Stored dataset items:
==*==

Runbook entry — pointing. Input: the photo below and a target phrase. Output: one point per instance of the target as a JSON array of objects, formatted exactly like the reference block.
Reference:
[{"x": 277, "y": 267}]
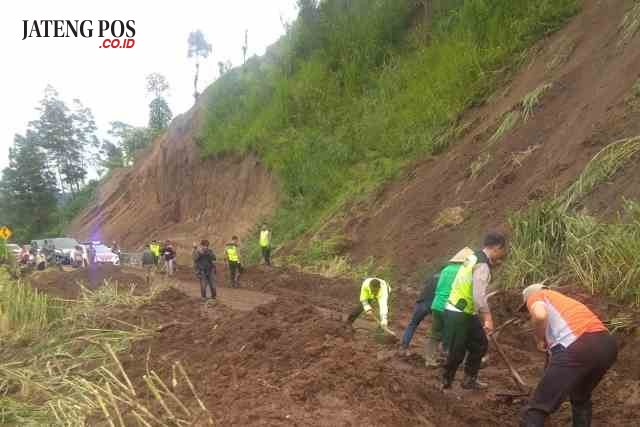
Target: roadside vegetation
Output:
[
  {"x": 60, "y": 364},
  {"x": 355, "y": 90},
  {"x": 556, "y": 240}
]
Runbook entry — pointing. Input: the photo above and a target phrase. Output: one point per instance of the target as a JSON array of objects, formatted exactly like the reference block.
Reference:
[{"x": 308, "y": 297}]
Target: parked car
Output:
[
  {"x": 63, "y": 247},
  {"x": 104, "y": 255},
  {"x": 14, "y": 249}
]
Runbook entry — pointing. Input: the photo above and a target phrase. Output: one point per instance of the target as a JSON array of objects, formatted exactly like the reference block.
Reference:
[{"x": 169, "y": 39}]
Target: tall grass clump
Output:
[
  {"x": 350, "y": 94},
  {"x": 601, "y": 168},
  {"x": 25, "y": 313},
  {"x": 552, "y": 240},
  {"x": 72, "y": 374}
]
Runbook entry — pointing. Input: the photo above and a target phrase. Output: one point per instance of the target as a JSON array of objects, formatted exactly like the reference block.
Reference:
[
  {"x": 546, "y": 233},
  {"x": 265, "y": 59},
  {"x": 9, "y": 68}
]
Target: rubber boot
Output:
[
  {"x": 471, "y": 383},
  {"x": 447, "y": 380},
  {"x": 431, "y": 350},
  {"x": 581, "y": 414},
  {"x": 532, "y": 418}
]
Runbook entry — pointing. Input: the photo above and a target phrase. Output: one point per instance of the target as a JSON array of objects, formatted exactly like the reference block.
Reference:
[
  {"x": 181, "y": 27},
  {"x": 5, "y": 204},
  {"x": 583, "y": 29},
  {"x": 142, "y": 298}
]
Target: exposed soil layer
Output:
[
  {"x": 591, "y": 103},
  {"x": 66, "y": 284},
  {"x": 172, "y": 193}
]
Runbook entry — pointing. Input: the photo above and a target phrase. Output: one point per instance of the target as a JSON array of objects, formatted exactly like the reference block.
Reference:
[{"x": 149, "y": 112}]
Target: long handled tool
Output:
[{"x": 522, "y": 385}]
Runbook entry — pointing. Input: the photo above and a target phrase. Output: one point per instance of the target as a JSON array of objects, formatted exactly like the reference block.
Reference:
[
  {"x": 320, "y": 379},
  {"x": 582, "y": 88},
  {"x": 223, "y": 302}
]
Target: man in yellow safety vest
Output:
[
  {"x": 467, "y": 316},
  {"x": 233, "y": 261},
  {"x": 265, "y": 244}
]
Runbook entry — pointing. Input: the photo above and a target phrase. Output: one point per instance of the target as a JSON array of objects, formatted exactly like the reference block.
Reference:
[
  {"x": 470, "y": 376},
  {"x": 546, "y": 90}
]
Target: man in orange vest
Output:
[{"x": 580, "y": 350}]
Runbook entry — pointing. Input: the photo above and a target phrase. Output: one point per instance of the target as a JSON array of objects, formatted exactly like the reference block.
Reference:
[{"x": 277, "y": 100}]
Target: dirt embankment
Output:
[
  {"x": 67, "y": 284},
  {"x": 446, "y": 202},
  {"x": 172, "y": 193},
  {"x": 291, "y": 362}
]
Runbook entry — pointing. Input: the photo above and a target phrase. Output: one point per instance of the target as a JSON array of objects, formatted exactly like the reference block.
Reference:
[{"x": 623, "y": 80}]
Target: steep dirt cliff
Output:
[
  {"x": 588, "y": 73},
  {"x": 171, "y": 193}
]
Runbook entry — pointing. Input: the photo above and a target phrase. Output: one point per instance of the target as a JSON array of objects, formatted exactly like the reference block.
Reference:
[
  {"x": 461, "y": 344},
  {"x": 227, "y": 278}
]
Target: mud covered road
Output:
[{"x": 277, "y": 353}]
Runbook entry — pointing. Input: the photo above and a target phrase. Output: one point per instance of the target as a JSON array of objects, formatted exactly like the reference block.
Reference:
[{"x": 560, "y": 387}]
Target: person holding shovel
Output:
[
  {"x": 468, "y": 317},
  {"x": 232, "y": 259},
  {"x": 373, "y": 290},
  {"x": 580, "y": 351},
  {"x": 436, "y": 344}
]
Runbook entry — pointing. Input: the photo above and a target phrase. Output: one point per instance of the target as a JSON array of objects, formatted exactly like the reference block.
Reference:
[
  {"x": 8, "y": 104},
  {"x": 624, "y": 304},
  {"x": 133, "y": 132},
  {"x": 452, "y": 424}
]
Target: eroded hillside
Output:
[{"x": 172, "y": 193}]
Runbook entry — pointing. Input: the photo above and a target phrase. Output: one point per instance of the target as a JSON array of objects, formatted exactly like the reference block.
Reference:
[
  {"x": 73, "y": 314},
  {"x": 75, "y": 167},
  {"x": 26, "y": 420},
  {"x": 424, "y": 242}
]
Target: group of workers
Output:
[
  {"x": 204, "y": 260},
  {"x": 579, "y": 348}
]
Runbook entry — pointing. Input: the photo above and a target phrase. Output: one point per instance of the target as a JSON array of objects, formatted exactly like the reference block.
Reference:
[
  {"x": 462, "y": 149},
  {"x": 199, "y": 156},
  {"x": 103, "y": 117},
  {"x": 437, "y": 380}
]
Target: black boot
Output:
[
  {"x": 447, "y": 380},
  {"x": 471, "y": 382},
  {"x": 581, "y": 414}
]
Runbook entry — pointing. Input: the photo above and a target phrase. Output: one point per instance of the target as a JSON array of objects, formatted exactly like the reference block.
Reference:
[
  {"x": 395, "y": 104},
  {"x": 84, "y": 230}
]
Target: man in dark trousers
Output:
[
  {"x": 580, "y": 350},
  {"x": 468, "y": 317},
  {"x": 204, "y": 261},
  {"x": 421, "y": 310},
  {"x": 265, "y": 244}
]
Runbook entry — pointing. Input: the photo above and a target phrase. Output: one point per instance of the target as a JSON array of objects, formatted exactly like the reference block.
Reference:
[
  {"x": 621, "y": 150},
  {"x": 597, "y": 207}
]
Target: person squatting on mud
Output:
[
  {"x": 265, "y": 244},
  {"x": 436, "y": 345},
  {"x": 204, "y": 263},
  {"x": 168, "y": 254},
  {"x": 421, "y": 310},
  {"x": 580, "y": 351},
  {"x": 465, "y": 333},
  {"x": 373, "y": 289},
  {"x": 154, "y": 247},
  {"x": 232, "y": 257}
]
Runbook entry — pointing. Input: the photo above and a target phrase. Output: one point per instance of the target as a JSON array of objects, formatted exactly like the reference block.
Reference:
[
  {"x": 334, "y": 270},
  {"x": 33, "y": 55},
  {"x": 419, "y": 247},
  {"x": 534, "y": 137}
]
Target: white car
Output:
[
  {"x": 104, "y": 255},
  {"x": 14, "y": 249}
]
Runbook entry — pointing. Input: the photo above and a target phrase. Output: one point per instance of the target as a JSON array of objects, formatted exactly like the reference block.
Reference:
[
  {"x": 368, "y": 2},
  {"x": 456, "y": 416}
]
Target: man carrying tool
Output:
[
  {"x": 372, "y": 290},
  {"x": 580, "y": 350},
  {"x": 154, "y": 247},
  {"x": 233, "y": 261},
  {"x": 421, "y": 310},
  {"x": 435, "y": 347},
  {"x": 467, "y": 304},
  {"x": 265, "y": 244},
  {"x": 204, "y": 261}
]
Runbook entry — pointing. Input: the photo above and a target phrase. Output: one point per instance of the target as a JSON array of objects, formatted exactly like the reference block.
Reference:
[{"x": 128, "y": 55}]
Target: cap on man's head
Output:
[{"x": 530, "y": 290}]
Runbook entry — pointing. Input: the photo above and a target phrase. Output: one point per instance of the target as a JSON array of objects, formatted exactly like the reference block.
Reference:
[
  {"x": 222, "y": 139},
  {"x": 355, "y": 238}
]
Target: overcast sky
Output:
[{"x": 112, "y": 81}]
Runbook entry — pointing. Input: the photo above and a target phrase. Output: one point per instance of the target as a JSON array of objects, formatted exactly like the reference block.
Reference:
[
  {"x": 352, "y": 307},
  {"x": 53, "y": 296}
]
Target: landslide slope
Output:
[
  {"x": 172, "y": 193},
  {"x": 582, "y": 88}
]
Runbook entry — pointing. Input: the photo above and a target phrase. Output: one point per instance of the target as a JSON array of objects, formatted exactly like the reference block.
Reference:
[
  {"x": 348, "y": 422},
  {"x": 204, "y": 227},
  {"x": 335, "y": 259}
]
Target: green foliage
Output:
[
  {"x": 130, "y": 139},
  {"x": 549, "y": 242},
  {"x": 342, "y": 101},
  {"x": 601, "y": 168},
  {"x": 66, "y": 137},
  {"x": 159, "y": 114}
]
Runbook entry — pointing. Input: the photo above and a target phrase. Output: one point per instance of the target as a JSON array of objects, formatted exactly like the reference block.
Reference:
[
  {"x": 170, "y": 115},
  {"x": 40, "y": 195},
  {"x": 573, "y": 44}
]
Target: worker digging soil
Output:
[
  {"x": 467, "y": 302},
  {"x": 580, "y": 352}
]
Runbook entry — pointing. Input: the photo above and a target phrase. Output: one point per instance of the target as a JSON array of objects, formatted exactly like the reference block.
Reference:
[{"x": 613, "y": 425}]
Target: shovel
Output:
[
  {"x": 522, "y": 385},
  {"x": 385, "y": 328}
]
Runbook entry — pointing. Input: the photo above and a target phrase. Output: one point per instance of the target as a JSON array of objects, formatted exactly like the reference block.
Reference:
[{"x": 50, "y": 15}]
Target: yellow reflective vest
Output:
[
  {"x": 461, "y": 296},
  {"x": 382, "y": 297},
  {"x": 232, "y": 253},
  {"x": 155, "y": 249},
  {"x": 265, "y": 238}
]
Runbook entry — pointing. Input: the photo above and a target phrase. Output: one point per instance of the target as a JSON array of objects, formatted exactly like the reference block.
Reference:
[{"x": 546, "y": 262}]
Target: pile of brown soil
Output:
[{"x": 66, "y": 284}]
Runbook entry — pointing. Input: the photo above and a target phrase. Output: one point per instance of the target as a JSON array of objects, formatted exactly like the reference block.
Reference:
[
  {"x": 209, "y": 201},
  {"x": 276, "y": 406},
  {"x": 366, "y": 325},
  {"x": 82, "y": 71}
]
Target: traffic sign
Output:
[{"x": 5, "y": 233}]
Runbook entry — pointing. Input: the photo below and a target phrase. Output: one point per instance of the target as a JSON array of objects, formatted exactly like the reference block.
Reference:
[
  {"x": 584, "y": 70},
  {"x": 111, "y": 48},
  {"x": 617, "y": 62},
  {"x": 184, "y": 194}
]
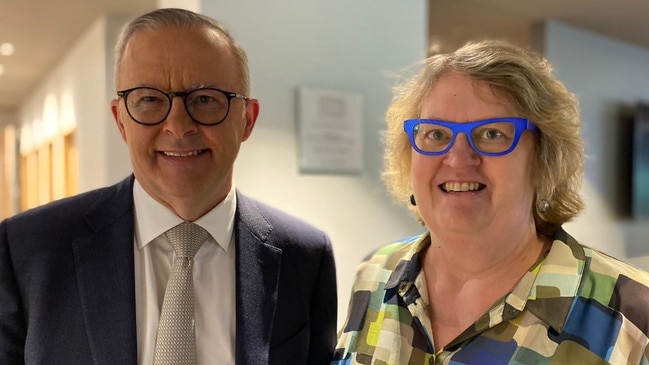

==*==

Problem statement: The lines you need are those containing "boot"; find them in the records and copy them.

Answer space:
Target: rubber boot
Target: black boot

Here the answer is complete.